** Start **

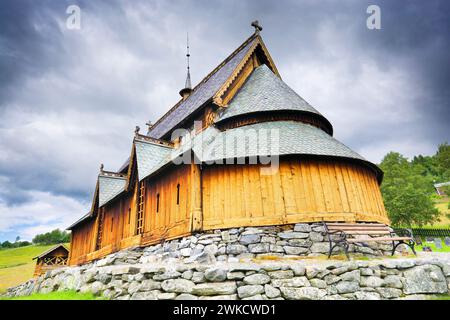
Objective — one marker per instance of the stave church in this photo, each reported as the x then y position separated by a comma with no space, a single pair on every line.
239,149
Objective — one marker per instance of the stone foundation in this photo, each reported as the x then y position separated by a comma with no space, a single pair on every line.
282,262
268,279
244,244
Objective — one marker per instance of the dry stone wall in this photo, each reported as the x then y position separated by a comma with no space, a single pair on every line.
248,263
294,280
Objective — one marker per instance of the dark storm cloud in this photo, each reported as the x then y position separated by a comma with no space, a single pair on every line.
69,99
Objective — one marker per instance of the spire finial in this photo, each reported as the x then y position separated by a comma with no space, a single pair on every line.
149,124
255,24
187,90
188,77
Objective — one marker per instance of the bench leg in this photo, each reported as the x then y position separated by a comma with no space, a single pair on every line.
395,246
331,249
346,250
339,244
410,244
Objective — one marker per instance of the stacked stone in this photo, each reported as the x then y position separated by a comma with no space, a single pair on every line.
238,244
378,279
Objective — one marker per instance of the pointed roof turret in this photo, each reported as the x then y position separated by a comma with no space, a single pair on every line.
187,90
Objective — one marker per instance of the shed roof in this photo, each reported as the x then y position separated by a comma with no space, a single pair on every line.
109,188
83,218
51,250
150,157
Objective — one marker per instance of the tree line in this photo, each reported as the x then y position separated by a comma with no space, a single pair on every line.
408,186
53,237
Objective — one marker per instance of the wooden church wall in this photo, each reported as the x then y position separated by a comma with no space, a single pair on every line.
81,242
301,191
170,217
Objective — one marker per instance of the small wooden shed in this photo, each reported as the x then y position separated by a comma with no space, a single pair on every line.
53,258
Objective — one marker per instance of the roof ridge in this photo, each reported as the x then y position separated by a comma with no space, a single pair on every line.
151,140
209,75
110,174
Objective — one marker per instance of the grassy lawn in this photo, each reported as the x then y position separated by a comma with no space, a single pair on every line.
63,295
17,266
433,247
440,297
442,205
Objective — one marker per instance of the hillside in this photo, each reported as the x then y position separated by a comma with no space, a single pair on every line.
442,205
17,266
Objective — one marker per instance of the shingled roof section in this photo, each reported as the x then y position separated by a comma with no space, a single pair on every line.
203,92
276,138
51,250
264,91
109,188
83,218
150,157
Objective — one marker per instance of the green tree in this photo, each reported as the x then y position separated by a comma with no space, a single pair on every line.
7,244
406,192
52,237
442,158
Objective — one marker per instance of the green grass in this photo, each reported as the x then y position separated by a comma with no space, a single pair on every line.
440,297
442,205
17,266
62,295
433,247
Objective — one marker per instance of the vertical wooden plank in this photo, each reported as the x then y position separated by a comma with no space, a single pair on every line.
196,216
334,186
288,188
278,195
316,187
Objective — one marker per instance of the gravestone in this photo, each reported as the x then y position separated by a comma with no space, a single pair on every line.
447,241
438,243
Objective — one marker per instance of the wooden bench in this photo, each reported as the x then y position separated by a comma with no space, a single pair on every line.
339,235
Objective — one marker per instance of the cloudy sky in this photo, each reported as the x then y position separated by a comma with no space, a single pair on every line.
70,99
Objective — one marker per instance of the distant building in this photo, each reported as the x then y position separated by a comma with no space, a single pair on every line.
439,187
53,258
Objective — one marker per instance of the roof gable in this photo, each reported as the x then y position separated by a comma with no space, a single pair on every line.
150,157
212,87
109,187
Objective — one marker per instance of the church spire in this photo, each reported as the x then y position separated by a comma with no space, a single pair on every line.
187,86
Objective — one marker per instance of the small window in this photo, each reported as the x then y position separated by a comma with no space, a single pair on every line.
157,202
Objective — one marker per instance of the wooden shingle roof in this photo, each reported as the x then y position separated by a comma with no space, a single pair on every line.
203,92
51,250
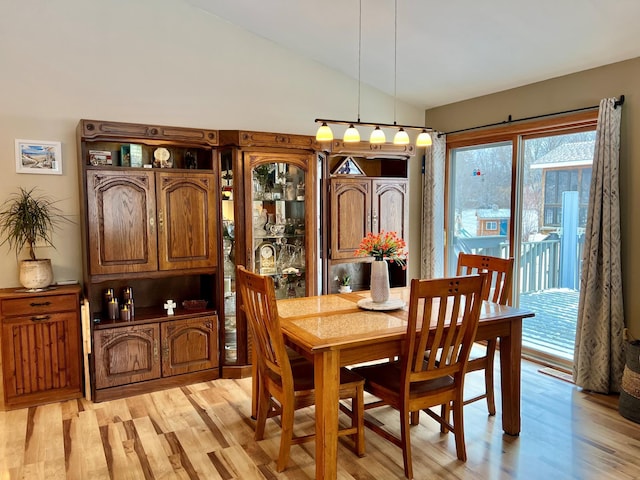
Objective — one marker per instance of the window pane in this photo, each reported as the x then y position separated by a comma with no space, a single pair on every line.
480,199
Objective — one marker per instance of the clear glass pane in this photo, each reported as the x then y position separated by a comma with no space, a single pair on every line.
278,226
556,179
480,201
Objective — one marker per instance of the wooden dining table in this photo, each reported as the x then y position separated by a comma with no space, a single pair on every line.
333,331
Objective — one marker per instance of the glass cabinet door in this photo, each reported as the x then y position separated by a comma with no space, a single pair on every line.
278,226
228,257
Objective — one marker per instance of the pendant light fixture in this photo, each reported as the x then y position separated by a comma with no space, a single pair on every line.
351,134
401,137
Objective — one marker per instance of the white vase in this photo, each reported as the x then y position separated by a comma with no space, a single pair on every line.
35,274
379,281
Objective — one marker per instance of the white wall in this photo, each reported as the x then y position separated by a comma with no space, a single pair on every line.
152,61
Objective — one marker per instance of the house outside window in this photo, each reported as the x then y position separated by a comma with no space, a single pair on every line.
566,168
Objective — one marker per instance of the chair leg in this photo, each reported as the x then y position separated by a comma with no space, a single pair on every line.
286,417
458,429
445,413
263,405
405,433
357,419
415,417
488,377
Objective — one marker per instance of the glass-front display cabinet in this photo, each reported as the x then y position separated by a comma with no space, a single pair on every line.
269,217
278,226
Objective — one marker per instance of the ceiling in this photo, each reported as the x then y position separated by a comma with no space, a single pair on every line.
449,50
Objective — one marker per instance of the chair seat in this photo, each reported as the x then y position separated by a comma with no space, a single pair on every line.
303,377
388,376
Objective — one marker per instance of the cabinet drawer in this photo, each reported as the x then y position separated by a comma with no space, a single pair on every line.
39,305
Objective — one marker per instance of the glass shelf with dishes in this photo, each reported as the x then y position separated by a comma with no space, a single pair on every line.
278,226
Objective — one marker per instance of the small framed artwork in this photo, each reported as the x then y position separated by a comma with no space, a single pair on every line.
36,156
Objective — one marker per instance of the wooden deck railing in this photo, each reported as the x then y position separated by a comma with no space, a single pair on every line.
539,262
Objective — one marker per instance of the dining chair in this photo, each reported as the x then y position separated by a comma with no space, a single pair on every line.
285,385
443,315
498,287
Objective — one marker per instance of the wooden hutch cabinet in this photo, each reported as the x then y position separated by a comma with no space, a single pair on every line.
367,191
269,213
41,360
150,210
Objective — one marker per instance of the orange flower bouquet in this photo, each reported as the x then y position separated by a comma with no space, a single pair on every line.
384,245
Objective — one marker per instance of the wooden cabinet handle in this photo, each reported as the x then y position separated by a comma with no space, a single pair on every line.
40,304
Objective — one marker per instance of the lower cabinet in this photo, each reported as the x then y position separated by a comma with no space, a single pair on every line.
40,346
137,358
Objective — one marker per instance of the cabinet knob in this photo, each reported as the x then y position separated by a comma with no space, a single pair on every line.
40,304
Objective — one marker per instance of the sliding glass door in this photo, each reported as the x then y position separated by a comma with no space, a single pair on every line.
556,177
480,201
527,197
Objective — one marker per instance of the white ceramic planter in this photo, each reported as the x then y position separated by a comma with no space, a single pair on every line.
379,281
35,274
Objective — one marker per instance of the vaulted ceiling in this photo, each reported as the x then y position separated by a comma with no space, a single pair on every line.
448,50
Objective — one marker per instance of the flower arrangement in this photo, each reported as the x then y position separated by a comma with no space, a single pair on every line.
384,245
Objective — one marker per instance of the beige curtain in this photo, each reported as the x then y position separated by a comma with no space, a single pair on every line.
598,356
432,231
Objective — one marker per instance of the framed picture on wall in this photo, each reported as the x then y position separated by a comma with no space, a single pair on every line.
37,156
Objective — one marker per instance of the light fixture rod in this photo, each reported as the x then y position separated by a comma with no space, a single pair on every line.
377,124
395,60
359,52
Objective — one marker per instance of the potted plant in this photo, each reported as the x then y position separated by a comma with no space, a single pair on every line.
26,219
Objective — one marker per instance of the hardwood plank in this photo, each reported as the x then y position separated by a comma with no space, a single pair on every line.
205,431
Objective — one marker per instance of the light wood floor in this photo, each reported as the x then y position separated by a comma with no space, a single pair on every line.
204,432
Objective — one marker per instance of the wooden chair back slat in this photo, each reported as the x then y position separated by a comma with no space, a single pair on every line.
499,281
260,307
443,317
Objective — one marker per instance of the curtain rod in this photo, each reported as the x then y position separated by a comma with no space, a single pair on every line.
616,104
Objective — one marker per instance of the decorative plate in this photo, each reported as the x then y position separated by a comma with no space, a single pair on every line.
391,304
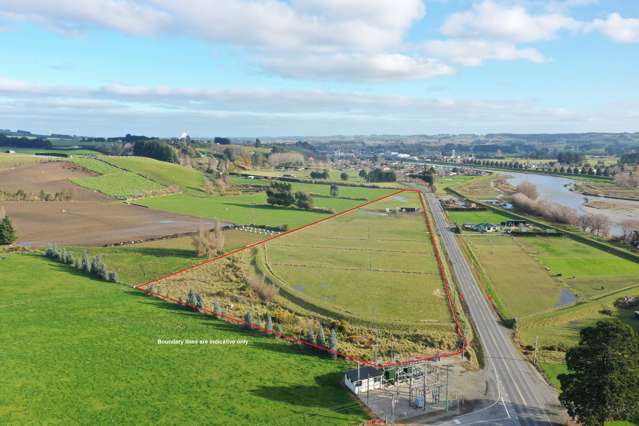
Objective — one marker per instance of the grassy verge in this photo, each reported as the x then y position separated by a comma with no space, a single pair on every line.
76,350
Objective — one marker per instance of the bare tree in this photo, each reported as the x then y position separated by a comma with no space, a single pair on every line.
208,186
629,228
598,224
219,236
205,241
264,290
528,189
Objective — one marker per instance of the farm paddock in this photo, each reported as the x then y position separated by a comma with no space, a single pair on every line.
86,351
39,223
389,263
50,177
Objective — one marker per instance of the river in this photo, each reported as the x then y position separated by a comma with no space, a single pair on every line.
557,190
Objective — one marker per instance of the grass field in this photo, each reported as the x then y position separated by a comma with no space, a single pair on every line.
482,188
161,172
453,182
319,188
251,208
76,350
375,267
477,216
333,175
138,263
114,182
528,274
9,161
561,327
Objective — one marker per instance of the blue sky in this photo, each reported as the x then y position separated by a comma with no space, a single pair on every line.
318,67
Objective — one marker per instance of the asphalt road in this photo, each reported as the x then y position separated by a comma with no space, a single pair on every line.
518,393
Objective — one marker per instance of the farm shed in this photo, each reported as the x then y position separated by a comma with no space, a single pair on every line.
363,379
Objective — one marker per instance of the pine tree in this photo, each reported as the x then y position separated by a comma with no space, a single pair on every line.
333,341
191,298
7,231
199,302
248,320
321,338
269,325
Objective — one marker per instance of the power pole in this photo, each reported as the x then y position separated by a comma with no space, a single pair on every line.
447,388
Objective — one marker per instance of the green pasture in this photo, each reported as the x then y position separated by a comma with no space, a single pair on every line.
588,271
138,263
371,266
78,350
516,281
334,175
112,181
161,172
561,327
321,188
251,208
454,182
527,274
9,161
476,216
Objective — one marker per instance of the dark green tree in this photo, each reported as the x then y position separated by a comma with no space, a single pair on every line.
321,337
603,375
7,231
334,190
303,200
279,194
269,325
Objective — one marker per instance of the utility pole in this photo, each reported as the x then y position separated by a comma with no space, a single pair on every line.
447,388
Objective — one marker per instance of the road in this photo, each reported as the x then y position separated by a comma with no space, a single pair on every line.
519,395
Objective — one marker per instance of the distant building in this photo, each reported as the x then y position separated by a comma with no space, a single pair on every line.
363,379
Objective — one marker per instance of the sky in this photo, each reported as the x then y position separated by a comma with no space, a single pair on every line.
248,68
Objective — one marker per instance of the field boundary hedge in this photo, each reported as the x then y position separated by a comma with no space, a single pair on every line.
143,287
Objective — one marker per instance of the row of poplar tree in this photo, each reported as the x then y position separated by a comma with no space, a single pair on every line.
91,266
196,302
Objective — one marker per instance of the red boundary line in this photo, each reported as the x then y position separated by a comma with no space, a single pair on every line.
239,321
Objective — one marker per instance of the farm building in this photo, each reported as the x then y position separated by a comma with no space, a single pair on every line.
481,227
363,379
514,223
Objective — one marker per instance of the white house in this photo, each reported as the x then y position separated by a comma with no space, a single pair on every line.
363,379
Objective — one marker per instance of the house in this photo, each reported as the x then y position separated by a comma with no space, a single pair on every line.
408,209
513,223
363,379
486,227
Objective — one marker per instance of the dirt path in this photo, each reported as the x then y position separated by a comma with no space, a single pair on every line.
50,177
39,223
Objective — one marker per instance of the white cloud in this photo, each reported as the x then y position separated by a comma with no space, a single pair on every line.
475,52
618,28
493,20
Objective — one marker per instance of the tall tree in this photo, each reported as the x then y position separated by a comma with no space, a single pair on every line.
334,190
603,375
7,231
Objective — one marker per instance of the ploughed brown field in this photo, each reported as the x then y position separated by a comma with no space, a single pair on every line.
89,218
50,177
93,223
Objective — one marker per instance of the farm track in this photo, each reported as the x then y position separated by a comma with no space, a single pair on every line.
397,271
520,397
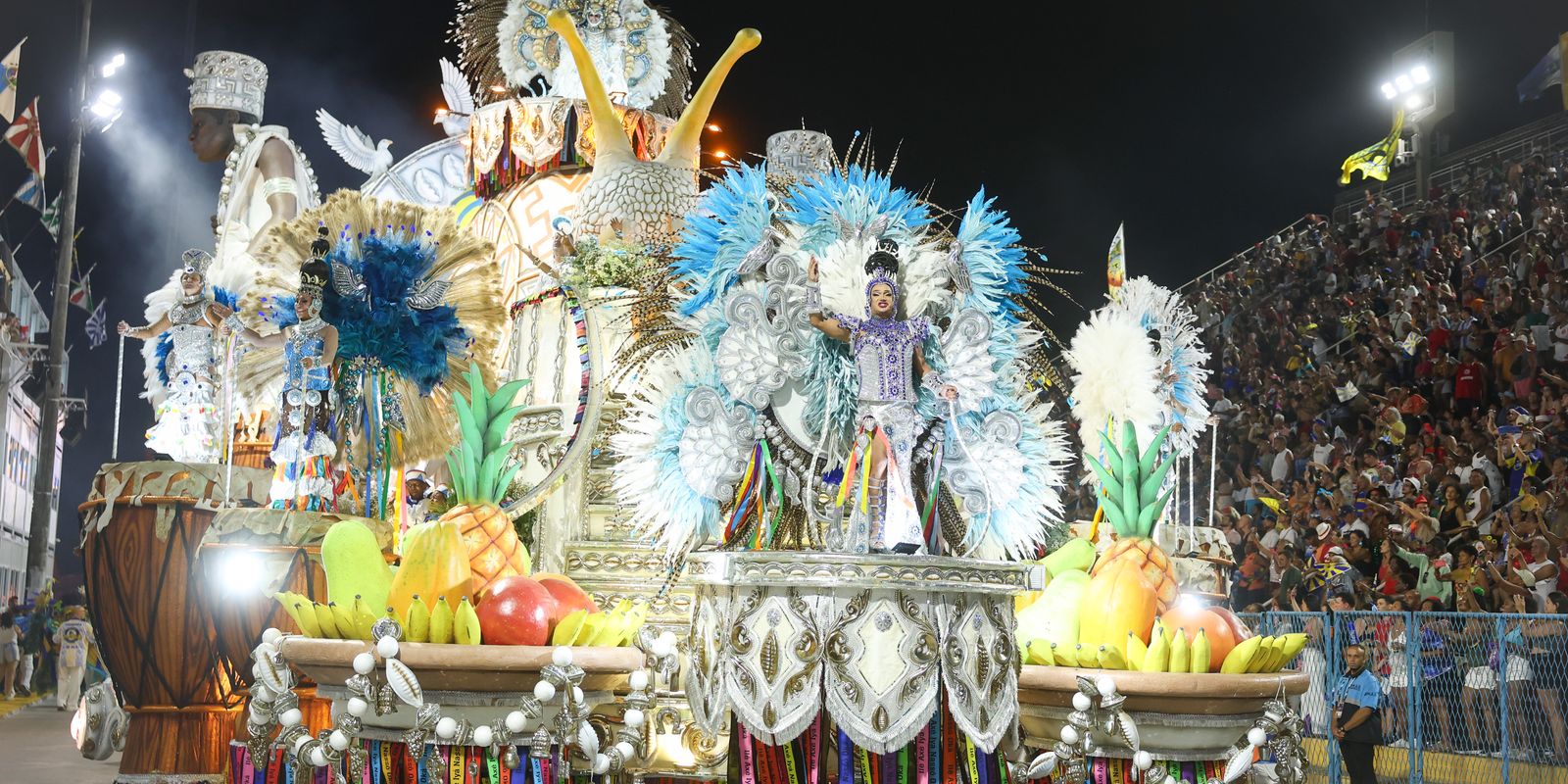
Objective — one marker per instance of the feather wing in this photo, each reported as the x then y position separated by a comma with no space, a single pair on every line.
455,88
350,143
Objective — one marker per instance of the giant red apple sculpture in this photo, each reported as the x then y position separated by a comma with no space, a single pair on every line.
516,611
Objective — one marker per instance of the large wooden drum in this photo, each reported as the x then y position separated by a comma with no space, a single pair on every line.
141,529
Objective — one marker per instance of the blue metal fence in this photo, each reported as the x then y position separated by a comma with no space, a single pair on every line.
1470,698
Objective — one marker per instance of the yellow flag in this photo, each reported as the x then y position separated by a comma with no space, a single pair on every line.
1374,162
1115,266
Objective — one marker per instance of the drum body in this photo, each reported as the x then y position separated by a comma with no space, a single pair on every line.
141,527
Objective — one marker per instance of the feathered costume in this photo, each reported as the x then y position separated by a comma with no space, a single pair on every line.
1139,360
415,300
710,428
187,370
306,439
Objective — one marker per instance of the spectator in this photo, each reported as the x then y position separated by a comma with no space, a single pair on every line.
10,653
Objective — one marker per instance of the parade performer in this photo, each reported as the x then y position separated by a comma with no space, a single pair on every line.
306,441
886,353
266,182
187,422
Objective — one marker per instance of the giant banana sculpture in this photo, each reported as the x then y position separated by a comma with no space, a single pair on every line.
647,198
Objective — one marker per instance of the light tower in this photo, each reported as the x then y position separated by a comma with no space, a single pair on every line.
1421,83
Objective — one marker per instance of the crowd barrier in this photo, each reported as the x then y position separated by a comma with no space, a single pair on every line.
1470,698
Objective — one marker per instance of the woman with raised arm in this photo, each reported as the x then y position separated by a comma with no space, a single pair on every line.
187,419
890,360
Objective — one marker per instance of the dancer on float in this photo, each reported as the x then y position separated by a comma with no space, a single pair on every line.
187,419
886,353
306,441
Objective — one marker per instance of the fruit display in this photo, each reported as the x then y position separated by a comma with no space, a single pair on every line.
433,596
482,469
435,566
1120,611
1134,580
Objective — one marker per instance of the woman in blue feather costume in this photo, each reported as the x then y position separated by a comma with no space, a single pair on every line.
890,358
306,439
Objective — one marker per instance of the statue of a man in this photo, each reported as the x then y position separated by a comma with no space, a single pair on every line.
266,182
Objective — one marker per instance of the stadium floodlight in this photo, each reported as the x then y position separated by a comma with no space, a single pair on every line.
118,62
107,109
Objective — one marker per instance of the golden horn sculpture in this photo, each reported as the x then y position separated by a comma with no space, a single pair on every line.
609,138
681,148
647,198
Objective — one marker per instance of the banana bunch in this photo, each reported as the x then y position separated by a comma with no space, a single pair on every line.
443,624
1170,651
611,629
1264,655
331,621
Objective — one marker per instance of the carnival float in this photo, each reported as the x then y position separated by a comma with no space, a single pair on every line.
744,474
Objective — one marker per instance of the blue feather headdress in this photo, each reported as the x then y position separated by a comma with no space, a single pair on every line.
378,323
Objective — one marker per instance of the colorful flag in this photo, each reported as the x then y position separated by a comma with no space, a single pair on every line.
31,193
1544,74
8,70
1374,162
27,138
51,219
1115,264
98,326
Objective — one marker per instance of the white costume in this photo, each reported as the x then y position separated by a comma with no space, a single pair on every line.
227,80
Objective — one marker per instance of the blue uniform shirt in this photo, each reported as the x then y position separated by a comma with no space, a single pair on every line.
1361,690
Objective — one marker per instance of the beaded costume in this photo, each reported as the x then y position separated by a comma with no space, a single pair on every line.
883,510
185,425
306,439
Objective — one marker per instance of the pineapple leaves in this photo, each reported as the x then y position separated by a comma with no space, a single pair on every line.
1131,480
482,466
506,396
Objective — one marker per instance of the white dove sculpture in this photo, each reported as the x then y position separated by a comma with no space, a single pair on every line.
460,101
353,145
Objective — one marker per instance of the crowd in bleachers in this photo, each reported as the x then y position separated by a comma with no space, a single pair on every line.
1392,397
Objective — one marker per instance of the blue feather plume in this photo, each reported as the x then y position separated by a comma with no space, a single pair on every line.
731,221
993,258
858,196
380,325
161,357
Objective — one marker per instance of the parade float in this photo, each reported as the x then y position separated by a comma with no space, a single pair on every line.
750,482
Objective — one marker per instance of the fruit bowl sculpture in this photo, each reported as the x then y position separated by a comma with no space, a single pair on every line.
1121,673
459,647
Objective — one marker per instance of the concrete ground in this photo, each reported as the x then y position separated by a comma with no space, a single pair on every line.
36,749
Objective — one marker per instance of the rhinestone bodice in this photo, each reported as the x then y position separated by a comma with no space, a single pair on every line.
193,350
885,355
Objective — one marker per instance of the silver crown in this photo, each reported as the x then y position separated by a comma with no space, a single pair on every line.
195,261
227,80
800,153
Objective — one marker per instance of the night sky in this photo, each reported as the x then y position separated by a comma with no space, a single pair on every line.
1203,125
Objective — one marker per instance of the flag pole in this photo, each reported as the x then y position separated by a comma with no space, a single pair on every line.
43,517
120,388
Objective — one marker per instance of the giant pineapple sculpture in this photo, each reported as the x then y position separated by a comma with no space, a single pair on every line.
1133,580
482,469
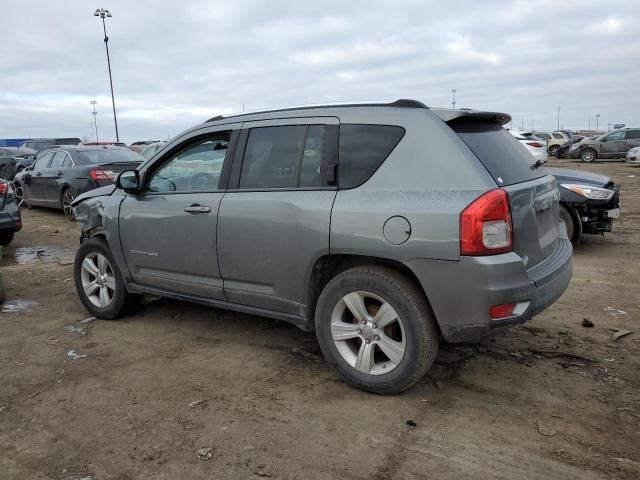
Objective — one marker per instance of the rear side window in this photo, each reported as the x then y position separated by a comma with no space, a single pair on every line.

** End **

Leaving the pictures out, set down exactly the lines from the one with "Objective — one marker per instance of the white dove" through the end of the records.

Objective — one marker per instance of the white dove sculpture in this photo, each reported as the x then y position separated by a comma with no space, a single pair on every line.
460,101
353,145
Objective — one marker per instance of the crowd in bleachers in this photo, each reported as the x then y position separated by a comma with no space, a single pair on every line.
1392,397
Objective — one marker per instance of the blue feather plume in this photo, each reported as the x then y position separated by a comma with no space, a single pair on every line.
731,221
993,258
858,196
380,325
161,357
Objective — one marker per instance of the parade float in this photo, each reported as the x then y position separated by a comma with no space, a single pair on every line.
750,482
Objective — one marker per instance of the fruit bowl sculpture in this photo, each reported as the x then y position separated by a comma with no space, a single pair on every line.
1121,673
459,647
Objective — one marker per instance of the concrete ground in this photo, each reported as the x then y position separated by a comma with no space, a single pair on every line.
36,749
Objective — one marker per instance of the rhinestone bodice in this photo, each reported as the x then y position separated by a comma with no space, a single pair on every line.
193,350
885,355
Objective — one marker per instance of the silver crown in this photo, each reported as the x then y position separated by a comma with no space, a single pair on every line.
195,261
227,80
800,153
Objective — one marker per instance of the night sky in this photo, each reported as the x then y position separated by a comma with no space, a single pair on every line.
1203,125
Objective — one marker per instance of the flag pole in this photo, each reported as the x then y position separated by a comma with no space, a single pair on every line.
43,517
120,388
Objective — one marker per instance of the giant pineapple sculpture in this photo, each reported as the x then y position separated by a comma with no space, a single pair on every line.
1133,580
482,469
Objective — one marker per instance of the rear side window in this photo, each reported as the x then y position separated by a comma with no space, a single pair on every line.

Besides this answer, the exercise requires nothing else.